(Extract to read):
The rest of the menu offers the usual items you’re accustomed to. Not many scoot above the $10 price point. One must have fried rice, and we went for the veggie, along with a long noodle dish of Szechuan chow mein. Apparently it’s good luck to eat long noodles at the beginning of a new year.

There is the beloved ginger beef but we both agreed we needed more vegetables in our lives, thus chose the vegetables braised with bean curd.

We barely had time to remark how red the room is (it’s very red) before the spring rolls and satay beef pho were placed on our table. My gosh. The spring rolls are unreal. You might need to brace yourself. The filling is perfectly seasoned meat, and the crispy exterior has that lovely crunch and deep-fried goodness. These are what all other spring rolls in the city hope to be. I think each of us could have eaten four. Now I know why my friend picks up an order before he starts the road trip back to Calgary.

(Extracted information):
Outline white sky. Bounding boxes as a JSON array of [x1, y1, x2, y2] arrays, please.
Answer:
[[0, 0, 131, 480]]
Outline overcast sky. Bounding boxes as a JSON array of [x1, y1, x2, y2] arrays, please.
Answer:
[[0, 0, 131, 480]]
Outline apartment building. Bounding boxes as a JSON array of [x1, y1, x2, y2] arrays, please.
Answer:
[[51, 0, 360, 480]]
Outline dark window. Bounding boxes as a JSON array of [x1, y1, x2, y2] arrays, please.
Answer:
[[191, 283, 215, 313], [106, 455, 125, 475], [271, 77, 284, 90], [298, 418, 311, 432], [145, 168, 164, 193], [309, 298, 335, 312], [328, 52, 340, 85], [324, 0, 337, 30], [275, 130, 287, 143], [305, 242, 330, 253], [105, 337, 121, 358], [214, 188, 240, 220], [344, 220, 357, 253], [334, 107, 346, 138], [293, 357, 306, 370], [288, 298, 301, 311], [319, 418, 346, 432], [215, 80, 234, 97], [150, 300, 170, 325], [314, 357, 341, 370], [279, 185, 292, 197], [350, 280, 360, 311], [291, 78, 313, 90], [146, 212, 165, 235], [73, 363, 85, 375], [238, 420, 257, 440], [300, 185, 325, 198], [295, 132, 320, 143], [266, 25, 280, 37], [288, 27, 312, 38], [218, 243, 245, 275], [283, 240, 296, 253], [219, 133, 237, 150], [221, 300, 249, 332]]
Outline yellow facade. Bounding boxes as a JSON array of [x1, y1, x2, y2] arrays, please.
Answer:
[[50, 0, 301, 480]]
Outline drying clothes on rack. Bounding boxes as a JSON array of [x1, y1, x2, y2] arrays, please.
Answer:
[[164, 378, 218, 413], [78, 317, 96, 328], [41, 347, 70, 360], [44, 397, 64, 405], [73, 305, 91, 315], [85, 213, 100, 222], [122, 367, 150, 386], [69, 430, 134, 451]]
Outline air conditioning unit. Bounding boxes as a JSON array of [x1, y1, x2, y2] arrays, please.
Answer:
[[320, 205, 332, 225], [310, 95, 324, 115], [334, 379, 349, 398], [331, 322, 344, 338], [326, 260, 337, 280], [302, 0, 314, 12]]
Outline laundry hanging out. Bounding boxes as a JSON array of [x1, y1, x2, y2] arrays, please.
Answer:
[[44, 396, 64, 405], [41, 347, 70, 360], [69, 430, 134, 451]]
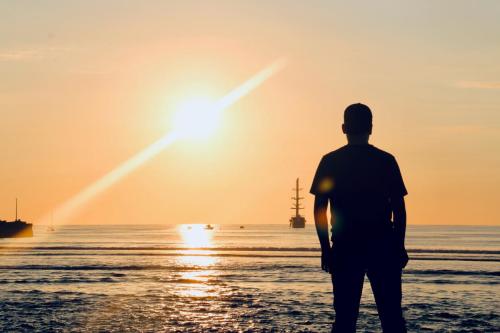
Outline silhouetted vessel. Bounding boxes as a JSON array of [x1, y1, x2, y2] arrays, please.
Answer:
[[290, 178, 306, 228], [0, 199, 33, 238]]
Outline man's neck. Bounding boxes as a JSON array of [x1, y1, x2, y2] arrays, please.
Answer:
[[347, 135, 369, 146]]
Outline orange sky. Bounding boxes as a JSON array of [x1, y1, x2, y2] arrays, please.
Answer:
[[0, 1, 500, 225]]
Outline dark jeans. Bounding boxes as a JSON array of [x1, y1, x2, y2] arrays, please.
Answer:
[[332, 243, 406, 333]]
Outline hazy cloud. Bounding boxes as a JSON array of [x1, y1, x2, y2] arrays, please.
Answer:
[[455, 81, 500, 89], [0, 47, 68, 62]]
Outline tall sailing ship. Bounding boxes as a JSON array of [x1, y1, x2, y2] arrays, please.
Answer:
[[0, 198, 33, 238], [290, 178, 306, 228]]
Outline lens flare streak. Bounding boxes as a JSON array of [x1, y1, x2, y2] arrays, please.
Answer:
[[40, 59, 286, 224]]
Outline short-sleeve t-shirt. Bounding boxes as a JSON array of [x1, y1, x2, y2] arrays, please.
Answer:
[[310, 144, 408, 240]]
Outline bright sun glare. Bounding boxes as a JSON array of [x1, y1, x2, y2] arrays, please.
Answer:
[[173, 97, 222, 139]]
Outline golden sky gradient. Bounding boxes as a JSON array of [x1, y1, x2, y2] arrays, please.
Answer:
[[0, 0, 500, 225]]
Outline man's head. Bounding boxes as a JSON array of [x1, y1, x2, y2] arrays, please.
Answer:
[[342, 103, 372, 139]]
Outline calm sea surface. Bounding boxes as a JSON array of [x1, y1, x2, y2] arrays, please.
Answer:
[[0, 225, 500, 332]]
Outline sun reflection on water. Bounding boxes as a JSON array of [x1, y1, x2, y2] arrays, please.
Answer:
[[176, 224, 219, 298]]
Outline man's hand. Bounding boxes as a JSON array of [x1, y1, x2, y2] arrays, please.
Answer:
[[321, 249, 332, 273]]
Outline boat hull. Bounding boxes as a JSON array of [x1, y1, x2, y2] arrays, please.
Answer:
[[290, 216, 306, 228], [0, 221, 33, 238]]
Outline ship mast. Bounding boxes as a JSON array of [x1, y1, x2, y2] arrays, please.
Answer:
[[292, 178, 304, 217]]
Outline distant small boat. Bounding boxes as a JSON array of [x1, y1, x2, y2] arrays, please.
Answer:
[[47, 213, 56, 232], [0, 198, 33, 238], [289, 178, 306, 228]]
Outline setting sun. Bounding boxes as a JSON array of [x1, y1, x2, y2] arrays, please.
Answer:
[[173, 96, 222, 139]]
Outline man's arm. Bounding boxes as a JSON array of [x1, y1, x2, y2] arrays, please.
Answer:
[[391, 197, 408, 268], [314, 195, 331, 272]]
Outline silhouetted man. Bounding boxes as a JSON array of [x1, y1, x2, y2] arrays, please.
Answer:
[[311, 104, 408, 333]]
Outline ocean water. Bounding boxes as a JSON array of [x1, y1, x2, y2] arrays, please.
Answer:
[[0, 225, 500, 332]]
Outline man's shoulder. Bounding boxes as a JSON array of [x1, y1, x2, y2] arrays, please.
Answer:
[[322, 145, 396, 165], [323, 145, 347, 160], [370, 146, 395, 160]]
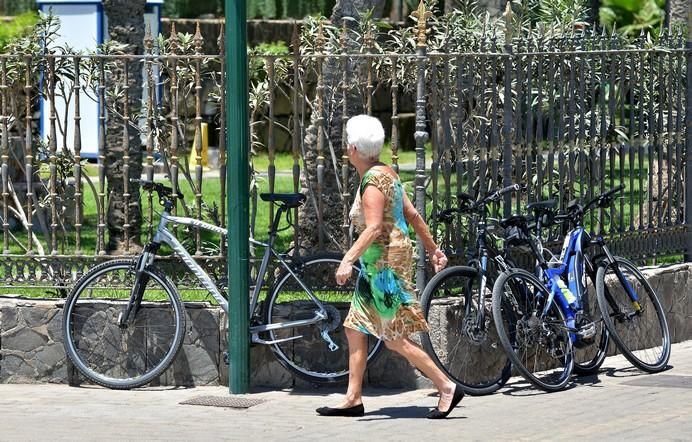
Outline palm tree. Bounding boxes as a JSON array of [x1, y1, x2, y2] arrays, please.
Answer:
[[103, 0, 146, 254], [300, 0, 385, 249]]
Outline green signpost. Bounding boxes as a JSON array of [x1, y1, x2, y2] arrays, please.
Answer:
[[225, 0, 250, 394]]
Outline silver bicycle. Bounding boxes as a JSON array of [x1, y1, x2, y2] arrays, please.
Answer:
[[63, 181, 381, 389]]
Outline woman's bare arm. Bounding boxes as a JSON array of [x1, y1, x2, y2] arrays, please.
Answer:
[[336, 186, 385, 285]]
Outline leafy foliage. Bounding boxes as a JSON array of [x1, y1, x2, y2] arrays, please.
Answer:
[[599, 0, 666, 37], [0, 12, 39, 52]]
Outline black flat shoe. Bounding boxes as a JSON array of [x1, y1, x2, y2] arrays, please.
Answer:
[[428, 385, 464, 419], [315, 404, 365, 417]]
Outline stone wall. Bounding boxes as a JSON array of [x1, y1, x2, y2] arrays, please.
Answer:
[[0, 264, 692, 388]]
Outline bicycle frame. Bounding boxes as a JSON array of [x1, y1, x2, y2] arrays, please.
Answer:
[[133, 206, 338, 348], [541, 226, 588, 342], [536, 220, 640, 342]]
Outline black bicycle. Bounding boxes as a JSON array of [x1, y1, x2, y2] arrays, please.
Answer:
[[421, 185, 519, 395]]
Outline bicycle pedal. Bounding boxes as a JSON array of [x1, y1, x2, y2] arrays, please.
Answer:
[[575, 322, 596, 348]]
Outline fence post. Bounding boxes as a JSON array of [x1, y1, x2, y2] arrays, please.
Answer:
[[225, 0, 250, 394], [685, 9, 692, 262], [502, 2, 521, 217], [411, 0, 432, 293]]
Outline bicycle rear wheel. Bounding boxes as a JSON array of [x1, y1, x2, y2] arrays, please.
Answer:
[[265, 253, 382, 383], [596, 257, 670, 373], [63, 260, 185, 389], [421, 266, 512, 395], [493, 269, 574, 391]]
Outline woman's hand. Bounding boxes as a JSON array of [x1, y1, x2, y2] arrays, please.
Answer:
[[336, 258, 353, 285], [429, 249, 447, 273]]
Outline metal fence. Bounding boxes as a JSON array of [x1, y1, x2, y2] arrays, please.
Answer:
[[0, 6, 692, 287]]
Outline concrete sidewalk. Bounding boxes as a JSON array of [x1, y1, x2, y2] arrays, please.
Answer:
[[0, 341, 692, 441]]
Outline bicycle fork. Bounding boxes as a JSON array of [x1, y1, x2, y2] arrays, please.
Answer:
[[118, 243, 158, 328], [594, 242, 643, 320]]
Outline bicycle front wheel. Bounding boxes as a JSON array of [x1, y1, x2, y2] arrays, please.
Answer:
[[63, 260, 185, 389], [596, 257, 670, 373], [265, 254, 382, 383], [421, 266, 512, 395], [493, 269, 574, 391]]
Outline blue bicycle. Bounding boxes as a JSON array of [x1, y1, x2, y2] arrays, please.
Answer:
[[493, 186, 670, 391]]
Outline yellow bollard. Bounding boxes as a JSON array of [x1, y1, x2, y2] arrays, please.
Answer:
[[190, 123, 209, 169]]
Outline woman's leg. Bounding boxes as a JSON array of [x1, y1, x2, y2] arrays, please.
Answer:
[[384, 338, 456, 412], [338, 327, 368, 408]]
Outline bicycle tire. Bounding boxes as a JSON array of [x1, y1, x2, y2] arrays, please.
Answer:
[[421, 266, 512, 396], [493, 269, 574, 392], [264, 253, 382, 384], [574, 255, 610, 376], [596, 257, 671, 373], [63, 259, 185, 390]]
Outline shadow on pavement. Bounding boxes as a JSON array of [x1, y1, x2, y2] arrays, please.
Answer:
[[500, 379, 576, 397], [358, 405, 466, 422]]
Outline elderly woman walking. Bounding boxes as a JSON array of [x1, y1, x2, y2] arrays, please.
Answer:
[[317, 115, 464, 419]]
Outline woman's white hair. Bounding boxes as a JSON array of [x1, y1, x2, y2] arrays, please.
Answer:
[[346, 115, 384, 160]]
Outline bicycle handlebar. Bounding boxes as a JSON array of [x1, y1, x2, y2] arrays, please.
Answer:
[[436, 184, 521, 223], [130, 178, 184, 201]]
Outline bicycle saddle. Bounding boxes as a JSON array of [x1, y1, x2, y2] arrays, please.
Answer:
[[500, 215, 528, 229], [260, 193, 306, 208]]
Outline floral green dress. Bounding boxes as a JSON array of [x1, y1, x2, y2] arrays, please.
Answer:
[[344, 169, 428, 341]]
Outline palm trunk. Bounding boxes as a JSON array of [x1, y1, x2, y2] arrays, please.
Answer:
[[300, 0, 385, 249]]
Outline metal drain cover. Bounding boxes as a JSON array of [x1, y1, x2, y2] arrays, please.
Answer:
[[180, 396, 265, 408], [623, 374, 692, 388]]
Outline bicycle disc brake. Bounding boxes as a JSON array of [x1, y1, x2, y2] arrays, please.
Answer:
[[316, 304, 341, 351]]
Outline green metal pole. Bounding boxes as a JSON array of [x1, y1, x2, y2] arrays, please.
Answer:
[[225, 0, 250, 394]]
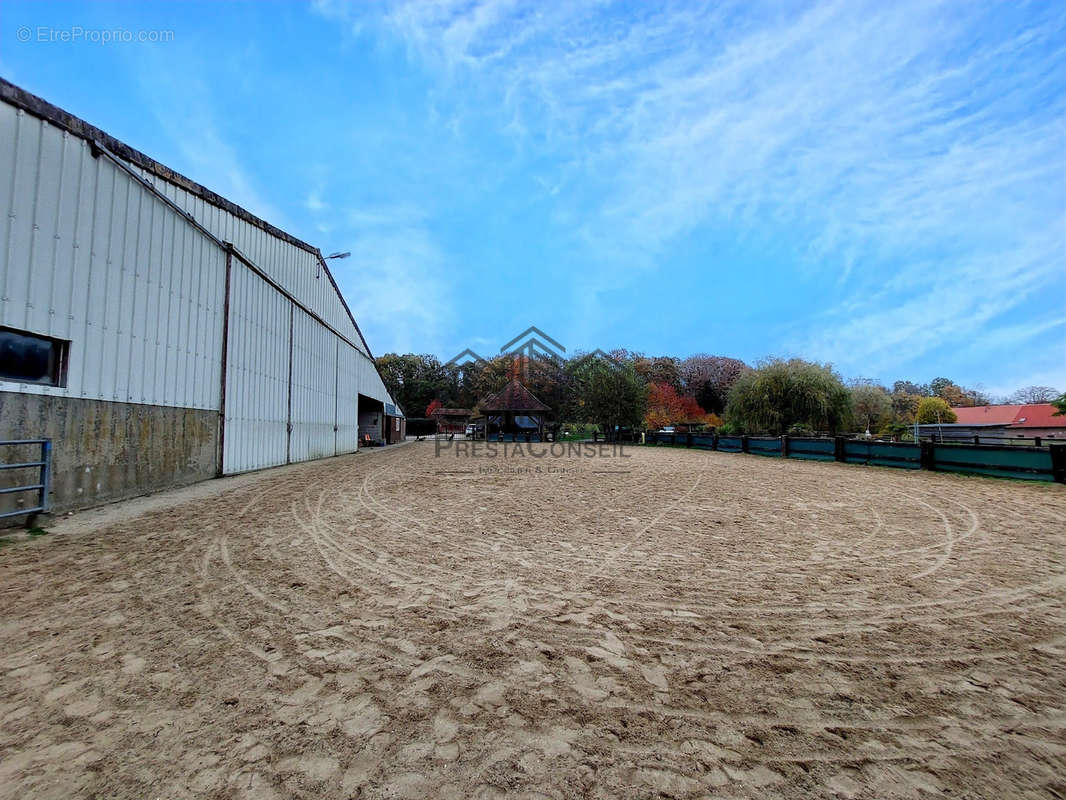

(What this exercise asks):
1/ Based on the restaurant review, answer yes or no to each statement below and quote the words of the review that decide it.
(a) Many menu items cost more than $10.
(b) The fried rice they ordered was the veggie one.
(c) The room is described as very red.
2/ In the listing, edit the lines from the one with "Outline black flat" up to and including the one with "[[575, 322, 596, 348]]" so that "bicycle" becomes "bike" and nothing else changes. Give only those lines.
The listing is unrelated to the restaurant review.

(Exercise results):
1/
(a) No: "Not many scoot above the $10 price point."
(b) Yes: "we went for the veggie"
(c) Yes: "(it’s very red)"

2/
Outline black flat shoe. Bounding boxes as a JSON array of [x1, y1, x2, y2] arrays, please.
Answer:
[[428, 385, 464, 419], [315, 404, 365, 417]]
Outline stone wall. Bounding boxes as a JSON array of [x1, y1, x2, y2] arrays, please.
Answer:
[[0, 264, 692, 388]]
Outline bike frame. Bounding boxes as a JSON array of [x1, y1, x2, y2] arrays, please.
Answer:
[[133, 206, 338, 348], [541, 226, 588, 342], [536, 220, 640, 342]]
Outline black bike. Bounding boxes as a JSON array of [x1, y1, x2, y2] arrays, please.
Answer:
[[421, 185, 519, 395]]
Outline bike pedal. Bounding boxes as a JSON array of [x1, y1, x2, y2] arrays, please.
Answer:
[[575, 322, 596, 348]]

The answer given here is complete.